═════ DATA LINES ═════

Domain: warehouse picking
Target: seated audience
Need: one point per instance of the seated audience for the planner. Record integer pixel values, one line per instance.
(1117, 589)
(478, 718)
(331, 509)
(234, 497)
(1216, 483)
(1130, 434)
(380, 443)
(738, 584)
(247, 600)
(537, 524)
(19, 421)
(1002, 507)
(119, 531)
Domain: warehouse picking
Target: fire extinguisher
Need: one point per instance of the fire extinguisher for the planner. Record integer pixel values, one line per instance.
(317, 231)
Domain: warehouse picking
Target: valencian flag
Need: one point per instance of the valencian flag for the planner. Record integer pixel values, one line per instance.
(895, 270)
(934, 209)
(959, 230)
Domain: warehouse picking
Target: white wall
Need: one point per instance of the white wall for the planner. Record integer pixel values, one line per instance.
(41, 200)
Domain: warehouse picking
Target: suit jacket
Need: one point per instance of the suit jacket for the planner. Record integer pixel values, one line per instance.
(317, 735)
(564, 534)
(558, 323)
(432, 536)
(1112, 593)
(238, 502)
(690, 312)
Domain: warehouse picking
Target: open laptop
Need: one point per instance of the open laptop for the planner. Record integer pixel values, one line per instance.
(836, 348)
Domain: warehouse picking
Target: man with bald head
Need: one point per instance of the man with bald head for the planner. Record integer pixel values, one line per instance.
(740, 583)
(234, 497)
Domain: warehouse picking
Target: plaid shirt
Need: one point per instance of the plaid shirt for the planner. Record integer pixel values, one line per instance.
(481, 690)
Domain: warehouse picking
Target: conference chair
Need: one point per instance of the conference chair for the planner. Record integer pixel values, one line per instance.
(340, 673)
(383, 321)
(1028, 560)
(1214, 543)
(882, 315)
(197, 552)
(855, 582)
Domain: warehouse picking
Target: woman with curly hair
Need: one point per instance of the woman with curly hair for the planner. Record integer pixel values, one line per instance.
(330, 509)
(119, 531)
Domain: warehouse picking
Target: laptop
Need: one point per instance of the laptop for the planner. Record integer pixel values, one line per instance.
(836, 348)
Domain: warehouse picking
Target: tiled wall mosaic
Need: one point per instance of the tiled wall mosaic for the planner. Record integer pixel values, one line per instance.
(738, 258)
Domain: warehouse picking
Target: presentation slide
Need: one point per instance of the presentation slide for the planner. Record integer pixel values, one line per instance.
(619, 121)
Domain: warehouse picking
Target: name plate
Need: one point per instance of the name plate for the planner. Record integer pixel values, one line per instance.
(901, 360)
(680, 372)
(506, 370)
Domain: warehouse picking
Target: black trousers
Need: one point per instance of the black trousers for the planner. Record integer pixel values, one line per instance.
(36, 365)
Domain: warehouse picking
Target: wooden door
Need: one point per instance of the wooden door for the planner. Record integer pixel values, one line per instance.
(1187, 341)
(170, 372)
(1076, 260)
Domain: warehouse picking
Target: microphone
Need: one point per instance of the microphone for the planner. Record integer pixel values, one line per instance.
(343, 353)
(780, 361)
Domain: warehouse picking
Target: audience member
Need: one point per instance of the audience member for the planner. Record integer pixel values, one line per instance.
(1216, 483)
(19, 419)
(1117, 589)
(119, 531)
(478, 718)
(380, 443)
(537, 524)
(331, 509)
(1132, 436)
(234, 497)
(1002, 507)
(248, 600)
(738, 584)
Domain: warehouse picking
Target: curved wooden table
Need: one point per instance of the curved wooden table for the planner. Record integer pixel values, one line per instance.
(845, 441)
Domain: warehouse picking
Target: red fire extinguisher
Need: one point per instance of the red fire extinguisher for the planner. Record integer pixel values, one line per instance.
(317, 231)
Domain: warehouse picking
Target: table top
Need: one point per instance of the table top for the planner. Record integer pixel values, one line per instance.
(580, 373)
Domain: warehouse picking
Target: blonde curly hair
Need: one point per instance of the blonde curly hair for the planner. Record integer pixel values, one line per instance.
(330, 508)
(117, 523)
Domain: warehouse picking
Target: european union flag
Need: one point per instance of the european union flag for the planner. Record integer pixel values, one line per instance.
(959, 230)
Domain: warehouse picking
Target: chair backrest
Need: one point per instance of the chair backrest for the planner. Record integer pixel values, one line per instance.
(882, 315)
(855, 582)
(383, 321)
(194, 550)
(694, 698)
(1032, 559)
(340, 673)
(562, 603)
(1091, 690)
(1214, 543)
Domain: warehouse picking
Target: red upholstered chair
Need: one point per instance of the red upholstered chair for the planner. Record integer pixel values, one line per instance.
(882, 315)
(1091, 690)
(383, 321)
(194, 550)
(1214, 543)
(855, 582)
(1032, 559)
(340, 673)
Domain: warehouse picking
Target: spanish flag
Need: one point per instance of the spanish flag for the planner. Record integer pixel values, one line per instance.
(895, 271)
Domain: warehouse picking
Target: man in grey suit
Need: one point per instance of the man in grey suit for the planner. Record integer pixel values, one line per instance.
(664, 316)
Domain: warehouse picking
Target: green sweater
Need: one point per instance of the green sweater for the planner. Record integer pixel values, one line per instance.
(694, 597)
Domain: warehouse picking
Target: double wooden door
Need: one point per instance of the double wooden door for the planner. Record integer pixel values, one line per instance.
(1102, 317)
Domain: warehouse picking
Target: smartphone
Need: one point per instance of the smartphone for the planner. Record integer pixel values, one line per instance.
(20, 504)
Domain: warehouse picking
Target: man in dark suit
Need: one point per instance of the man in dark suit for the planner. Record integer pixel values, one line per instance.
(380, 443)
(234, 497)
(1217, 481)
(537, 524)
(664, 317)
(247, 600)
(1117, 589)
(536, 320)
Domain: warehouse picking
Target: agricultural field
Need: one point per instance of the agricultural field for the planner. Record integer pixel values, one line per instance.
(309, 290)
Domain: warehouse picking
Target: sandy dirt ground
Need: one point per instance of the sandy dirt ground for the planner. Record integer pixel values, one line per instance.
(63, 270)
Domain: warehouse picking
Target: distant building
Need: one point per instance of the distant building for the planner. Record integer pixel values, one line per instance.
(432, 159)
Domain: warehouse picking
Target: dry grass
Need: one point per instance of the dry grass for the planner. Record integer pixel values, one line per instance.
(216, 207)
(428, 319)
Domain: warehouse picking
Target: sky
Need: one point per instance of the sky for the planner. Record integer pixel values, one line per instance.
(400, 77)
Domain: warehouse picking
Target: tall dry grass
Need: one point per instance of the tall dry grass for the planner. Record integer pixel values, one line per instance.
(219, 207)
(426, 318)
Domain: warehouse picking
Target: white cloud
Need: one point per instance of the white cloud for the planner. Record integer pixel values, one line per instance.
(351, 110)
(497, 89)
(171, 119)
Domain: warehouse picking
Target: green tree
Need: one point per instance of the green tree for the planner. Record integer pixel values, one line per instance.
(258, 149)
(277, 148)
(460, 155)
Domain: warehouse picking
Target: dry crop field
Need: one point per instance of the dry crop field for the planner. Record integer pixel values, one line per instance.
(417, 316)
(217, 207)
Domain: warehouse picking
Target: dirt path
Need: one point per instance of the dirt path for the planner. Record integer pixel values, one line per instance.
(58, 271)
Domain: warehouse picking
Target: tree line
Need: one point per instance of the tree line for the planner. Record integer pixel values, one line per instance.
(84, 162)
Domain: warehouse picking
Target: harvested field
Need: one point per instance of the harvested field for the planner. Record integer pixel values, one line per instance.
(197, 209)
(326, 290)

═════

WRITTEN INSTRUCTION ▸ Retype the records above exactly.

RESULT OF THIS EXERCISE ▸
Domain: warehouse picking
Target: seated audience
Need: one point per instance of the seated audience for the planner. Record integer pixel values, one line per instance.
(1117, 589)
(478, 718)
(331, 509)
(234, 497)
(1216, 483)
(1130, 434)
(380, 443)
(738, 584)
(247, 600)
(537, 524)
(19, 421)
(1002, 507)
(119, 531)
Domain: warehouse picking
Target: fire extinguisher
Need: one point per instance of the fire extinguisher for the planner. Record integer pixel values, one line per instance.
(317, 231)
Domain: warehouse picking
Target: valencian flag
Need: one point per instance of the valencian flag for the planner. Record integer pixel values, one line per instance.
(895, 270)
(934, 209)
(959, 230)
Domain: warehouse picking
Target: white wall
Need: one point per instance of the white wall for the planner. Record integer pixel values, one line per instance.
(41, 200)
Domain: warehouse picking
Target: suit jacket
Need: one point per instance of the suit jacket for the planner. Record integer pixel values, one line per instance.
(317, 735)
(564, 534)
(558, 323)
(432, 536)
(1112, 593)
(238, 502)
(690, 312)
Domain: warehouse picking
Target: open laptop
Need: one point per instance of the open laptop for the planner. Record integer pixel values, one line per instance.
(836, 348)
Domain: warehouse picking
Target: man with bald head
Need: one point per instance of the man with bald head for the planner. Record integer pixel values, one line per instance.
(740, 583)
(234, 497)
Domain: warehouse picking
Target: plaid shirt
Need: one point per instance of the plaid shirt for the planner. Record integer pixel values, one line per instance.
(481, 690)
Domain: warehouse picking
Target: conference chair
Need: one point per instance of the conference chair for the planner. Record integer pixel values, one line per instance.
(340, 673)
(383, 321)
(1028, 560)
(1214, 543)
(882, 315)
(197, 552)
(855, 582)
Domain: warehouse picking
Target: woman with curly hair
Need: one point per instance of the woman with curly hair for the planner. Record integer pixel values, one line per instance.
(330, 509)
(119, 531)
Domain: warehouse picking
Target: laptop
Need: one point per instance of the laptop for the planner. Record integer pixel values, one line per instance.
(836, 348)
Domain: warehouse picking
Target: tiled wall mosaic
Need: one point per instance of the tiled wall mosaic for the planner. Record integer pixel values, one line per instance.
(738, 258)
Domain: warehouse picking
Target: presentation slide
Need: one point per instance of the presentation slide for the planner. Record integer pixel values, one line per instance.
(619, 121)
Domain: warehouse picking
Target: name plate
Need: one point per instance of the name plate for the planner. Record integer pixel values, one line per instance.
(901, 360)
(680, 372)
(506, 370)
Domain: warehouse picking
Target: black trousers
Need: one point per instance of the black trousers for the planner. Record integer pixel values, one line per instance.
(36, 365)
Domain: warehouse picking
Target: wooden door
Need: one point per instance of the wooden door for the planner. Record integer pixel values, one line per instance.
(1187, 341)
(170, 372)
(1076, 260)
Domain: warehouse picking
Target: microphone
Need: one point per instance of the microphone for the planner. Record integer pixel values, one line per instance.
(343, 353)
(780, 361)
Domain: warehouse picking
Target: audience member
Need: one point per instance of the audience member for the planner. Record integer pixel values, one line per instance.
(1216, 483)
(19, 419)
(1117, 589)
(119, 531)
(478, 718)
(380, 443)
(537, 524)
(331, 509)
(1132, 436)
(234, 497)
(1002, 507)
(248, 600)
(738, 584)
Domain: warehouse picking
Target: curved wooden table
Need: one point per instance of the curved wooden table for the planner. Record integer pixel values, one line per instance.
(845, 441)
Domain: warehouse picking
Target: red fire extinguisher
Need: one point per instance of the red fire extinguisher for the planner. Record integer pixel values, one line per instance.
(317, 231)
Domain: warehouse picking
Target: table top
Need: one point per instance of the table top for the planner. Record integer pixel values, one line per instance.
(580, 373)
Domain: warehouse picking
Target: blonde curly hair
Need: one point per instance of the blonde curly hair for the planner. Record integer pixel values, one line per instance.
(330, 508)
(117, 523)
Domain: warehouse picking
Target: european union flag
Need: one point per instance of the european union flag for the planner. Record integer pixel values, one line per instance.
(959, 230)
Domain: warehouse picking
Target: chair backrest
Need: one point per instance of the chair backrest for the planner. Record integer pixel values, one line per instance.
(882, 315)
(855, 582)
(383, 321)
(194, 550)
(694, 698)
(1032, 559)
(340, 673)
(562, 603)
(1091, 690)
(1214, 543)
Domain: warehouse picking
Target: red upholstered chair
Need: one point per instance of the red upholstered chair for the planner. Record integer pixel values, one line per instance.
(882, 315)
(1091, 690)
(383, 321)
(194, 550)
(1214, 543)
(855, 582)
(1032, 559)
(340, 673)
Domain: warehouse picking
Target: spanish flag
Need: one point per instance of the spanish flag for the planner. Record integer pixel values, one line per instance.
(895, 271)
Domain: warehouse picking
Target: man in grey suit
Need: one point per instance of the man in grey suit for the planner. Record integer pixel values, one line per instance.
(664, 316)
Domain: warehouse picking
Target: green sweater
Need: one point per instance of the green sweater for the planner. Record integer pixel values, one line per instance.
(694, 597)
Domain: warehouse picking
Target: double wooden door
Need: one point per instance of the double wooden door for the planner. Record integer pixel values, one line per instance.
(1102, 317)
Domain: warehouse picking
Target: smartphone
Need: one point per instance of the smartphone for the planner. Record integer pixel values, one line per instance.
(20, 504)
Domain: warehouse picking
Target: man in dark suit
Need: one point per instance of the man in dark suit for the planner. Record integer pixel values, one line per instance.
(380, 443)
(234, 497)
(1217, 481)
(537, 524)
(664, 317)
(247, 600)
(1117, 589)
(536, 320)
Domain: warehouse picking
Target: agricultural field
Need: one point per instance of the agricultural field for the planner. Record integer pixel values, one line per instance.
(309, 290)
Domain: warehouse picking
Target: sandy dirt ground
Need: one point per instance of the sandy dirt ground for the planner. Record integer pixel values, one line per instance.
(63, 270)
Domain: warehouse picking
Target: distant building
Need: one point per instance of the distant building for the planner. Record integer pixel values, one line per instance.
(432, 159)
Domain: warehouse picking
Target: dry grass
Need: one point per instance of the dry grass for the planner. Record integer pixel values, one line per instance.
(216, 207)
(428, 319)
Domain: warehouse picking
Target: sky
Need: one point per instance of the sky for the planner. Record integer pixel values, one line per instance.
(400, 77)
Domain: warehouse picking
Target: tall dry grass
Need: one point per instance of the tall dry grass for the planner. Record integer pixel values, one line per instance.
(219, 207)
(426, 318)
Domain: warehouse picking
Target: white cloud
Need: one point per instance of the white cloud for the planner. Record integer pixel values, one line per instance.
(351, 110)
(497, 89)
(171, 119)
Domain: warehouse picking
Target: green tree
Need: one point per instance of the green tree for the planner. Record integer pixel values, one line per instance.
(258, 149)
(277, 148)
(460, 155)
Domain: warehouse picking
Target: dry crop field
Need: one point per instance of the dry crop field for the planner. Record integer pixel values, one line per instance.
(417, 316)
(217, 207)
Domain: warehouse picking
Target: dirt path
Need: one point per instance of the dirt path for the planner. Record integer pixel values, one line per instance.
(58, 271)
Domain: warehouse picking
Target: tree line
Need: one point per instance of the tree line for the planner. Record integer pixel values, one line per instance.
(84, 162)
Domain: warehouse picking
Target: harvested field
Need: one point per instance of the harvested field for the planner. Record integer pixel values, one line per instance.
(197, 209)
(326, 290)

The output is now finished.